Could you set down all of the data again, exactly as it stands?
#### Data for analysis ####
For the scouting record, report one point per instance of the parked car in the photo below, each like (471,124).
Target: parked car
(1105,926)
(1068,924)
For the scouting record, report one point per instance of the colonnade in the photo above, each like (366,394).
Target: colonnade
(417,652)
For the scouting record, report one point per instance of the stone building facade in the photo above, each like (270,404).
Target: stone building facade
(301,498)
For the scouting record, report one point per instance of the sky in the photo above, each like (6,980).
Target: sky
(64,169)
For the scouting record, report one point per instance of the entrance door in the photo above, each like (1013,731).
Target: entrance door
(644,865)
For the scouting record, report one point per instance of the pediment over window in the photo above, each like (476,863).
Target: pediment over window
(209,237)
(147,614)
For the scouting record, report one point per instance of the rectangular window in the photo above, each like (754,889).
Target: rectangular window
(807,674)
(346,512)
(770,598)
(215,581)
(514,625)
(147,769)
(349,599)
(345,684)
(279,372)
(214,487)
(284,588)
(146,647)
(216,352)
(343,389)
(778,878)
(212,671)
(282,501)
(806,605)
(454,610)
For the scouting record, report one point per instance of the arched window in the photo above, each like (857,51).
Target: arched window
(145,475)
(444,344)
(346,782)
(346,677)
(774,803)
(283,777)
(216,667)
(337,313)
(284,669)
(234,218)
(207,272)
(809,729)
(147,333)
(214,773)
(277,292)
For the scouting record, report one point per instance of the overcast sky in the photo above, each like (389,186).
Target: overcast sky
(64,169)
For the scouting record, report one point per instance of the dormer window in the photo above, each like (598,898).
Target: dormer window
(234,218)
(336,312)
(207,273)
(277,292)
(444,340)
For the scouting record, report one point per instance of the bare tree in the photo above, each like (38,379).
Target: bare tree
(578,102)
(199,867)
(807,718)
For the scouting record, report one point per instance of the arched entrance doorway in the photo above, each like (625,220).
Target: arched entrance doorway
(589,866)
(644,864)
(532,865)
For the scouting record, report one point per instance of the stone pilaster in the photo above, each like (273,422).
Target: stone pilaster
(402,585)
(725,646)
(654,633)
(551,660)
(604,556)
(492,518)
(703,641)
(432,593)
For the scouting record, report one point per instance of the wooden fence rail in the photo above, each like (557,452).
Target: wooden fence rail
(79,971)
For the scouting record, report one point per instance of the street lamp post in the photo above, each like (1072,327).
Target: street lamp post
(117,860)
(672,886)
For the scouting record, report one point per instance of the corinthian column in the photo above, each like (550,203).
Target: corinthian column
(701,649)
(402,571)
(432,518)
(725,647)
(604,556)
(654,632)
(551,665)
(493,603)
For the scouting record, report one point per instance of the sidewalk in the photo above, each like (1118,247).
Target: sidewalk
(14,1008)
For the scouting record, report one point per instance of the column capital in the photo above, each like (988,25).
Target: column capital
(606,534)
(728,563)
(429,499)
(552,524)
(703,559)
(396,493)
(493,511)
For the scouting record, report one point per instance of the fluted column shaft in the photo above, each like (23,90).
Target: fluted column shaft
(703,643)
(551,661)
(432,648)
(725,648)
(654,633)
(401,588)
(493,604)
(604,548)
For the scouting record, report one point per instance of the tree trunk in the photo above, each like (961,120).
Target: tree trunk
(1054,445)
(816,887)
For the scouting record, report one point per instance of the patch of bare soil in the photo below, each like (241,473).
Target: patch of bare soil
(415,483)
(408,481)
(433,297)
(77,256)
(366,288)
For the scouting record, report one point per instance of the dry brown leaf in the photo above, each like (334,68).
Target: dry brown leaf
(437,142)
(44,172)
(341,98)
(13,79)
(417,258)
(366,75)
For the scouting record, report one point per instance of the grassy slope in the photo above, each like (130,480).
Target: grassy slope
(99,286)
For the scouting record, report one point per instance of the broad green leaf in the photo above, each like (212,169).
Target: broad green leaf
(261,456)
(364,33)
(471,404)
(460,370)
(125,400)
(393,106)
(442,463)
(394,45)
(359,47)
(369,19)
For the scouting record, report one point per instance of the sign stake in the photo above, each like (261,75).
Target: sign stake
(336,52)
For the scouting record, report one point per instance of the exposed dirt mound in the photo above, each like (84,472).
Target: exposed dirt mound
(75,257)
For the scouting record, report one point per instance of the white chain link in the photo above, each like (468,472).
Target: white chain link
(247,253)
####
Result for this exercise>
For the scouting record, report one point per instance of the parked car in the photo below, each like (471,124).
Target: parked car
(1105,926)
(1068,924)
For the scouting record, report one point per instance of the colonnade in the photo above, each like (366,394).
Target: colonnade
(417,652)
For the scouting record, report one point per instance of the stone building facade in the photo above, each like (270,404).
Target: stone building facade
(301,498)
For the scouting record, report one point per instance of the sky in the photo above, each like (6,980).
Target: sky
(64,169)
For the scouting record, report one point per instance of the entrance door in the photo above, each like (1013,731).
Target: entrance door
(644,865)
For the scouting record, report one point per instance of the pediment over window in the photo above, each like (476,863).
Target: pediment over window
(209,237)
(147,614)
For the scouting record, report one point per instance of the rectangular window in the photo above, each like (754,889).
Target: rectangular window
(807,674)
(346,512)
(770,598)
(215,581)
(514,625)
(147,769)
(349,599)
(345,684)
(279,372)
(214,487)
(284,588)
(146,647)
(216,352)
(343,389)
(778,878)
(212,671)
(282,501)
(806,605)
(454,610)
For the scouting record, report one point per instance of the arched window in the photo above, each like (857,51).
Target: arched window
(145,475)
(444,344)
(346,782)
(346,677)
(774,803)
(283,777)
(216,667)
(337,313)
(284,669)
(234,218)
(207,272)
(809,729)
(147,333)
(214,773)
(277,292)
For the scouting record, report one point per instance of the overcast sky in the photo above, each like (389,186).
Target: overcast sky
(64,169)
For the scouting record, report one point per instance of the dormer window in the photo above, each like (598,898).
Target: dormer window
(234,218)
(336,312)
(207,273)
(277,292)
(444,340)
For the scouting record, report one point per instance of the bare tree in the photo above, each like (38,379).
Target: bare tree
(578,102)
(199,867)
(807,718)
For the scouting record, report one point per instance of the arched entrance doorway in the photo above, each like (625,220).
Target: arched entrance doorway
(589,866)
(644,864)
(532,865)
For the scouting record, report one point per instance of the stone pilaster in the photo above, each like (273,422).
Target: stone pilaster
(402,585)
(725,646)
(654,633)
(551,660)
(604,556)
(492,518)
(703,641)
(432,593)
For the scouting record, report one point per instance of the wooden fence rail in the photo above, each like (557,452).
Target: wooden fence rail
(79,971)
For the scouting record, report one point per instance of the street lamp post in the photo above, each like (1072,327).
Target: street lamp post
(117,860)
(672,886)
For the scouting record, report one point per instance of the corinthian column in the photo above, each like (550,203).
Target: corinthian column
(701,649)
(402,571)
(432,518)
(725,647)
(604,556)
(654,632)
(551,665)
(493,603)
For the scouting record, report one point per instance of the sidewalk in the photo above, each like (1118,247).
Target: sidewalk
(14,1008)
For the scouting record, report one point per instance of the column capital in the photo above, each like (988,25).
Target: column capital
(606,534)
(728,563)
(429,499)
(552,524)
(703,559)
(396,493)
(493,511)
For the scouting record, report one point per instance of the fluted column shaft in the photo above, each like (23,90).
Target: fluted column shaft
(703,643)
(551,661)
(432,648)
(725,648)
(654,633)
(401,588)
(493,604)
(604,548)
For the scouting record, report one point per instance of the tree trunk in the photo above, each like (961,120).
Target: tree trunk
(1054,445)
(816,887)
For the scouting record, report one point per instance of the patch of bare soil in the photo below, each like (241,473).
Target: patch of bare soil
(415,483)
(408,481)
(433,297)
(77,256)
(366,288)
For the scouting record, report one point per instance of the dry brown leaf in the photo above, each like (334,68).
Target: dry brown leaf
(437,142)
(44,172)
(341,98)
(13,79)
(417,258)
(366,75)
For the scouting record, report one point per instance of the grassy slope in the photo above, each like (130,480).
Target: grassy slope
(99,286)
For the scouting record, report one point per instance of the broad green leaf in the photo above, each like (212,169).
Target: broad green leaf
(261,456)
(364,33)
(471,404)
(460,370)
(125,400)
(393,106)
(442,463)
(394,45)
(359,47)
(369,19)
For the scouting record, report one point per instance of the sign stake in the photo above, each like (261,75).
Target: sign stake
(336,52)
For the scouting record, report one point per instance of the exposed dirt mound in the photo above, each like (84,472).
Target: exposed dirt mound
(75,257)
For the scouting record, report one point per instance of the white chain link in the photo above, each like (468,472).
Target: white chain link
(247,253)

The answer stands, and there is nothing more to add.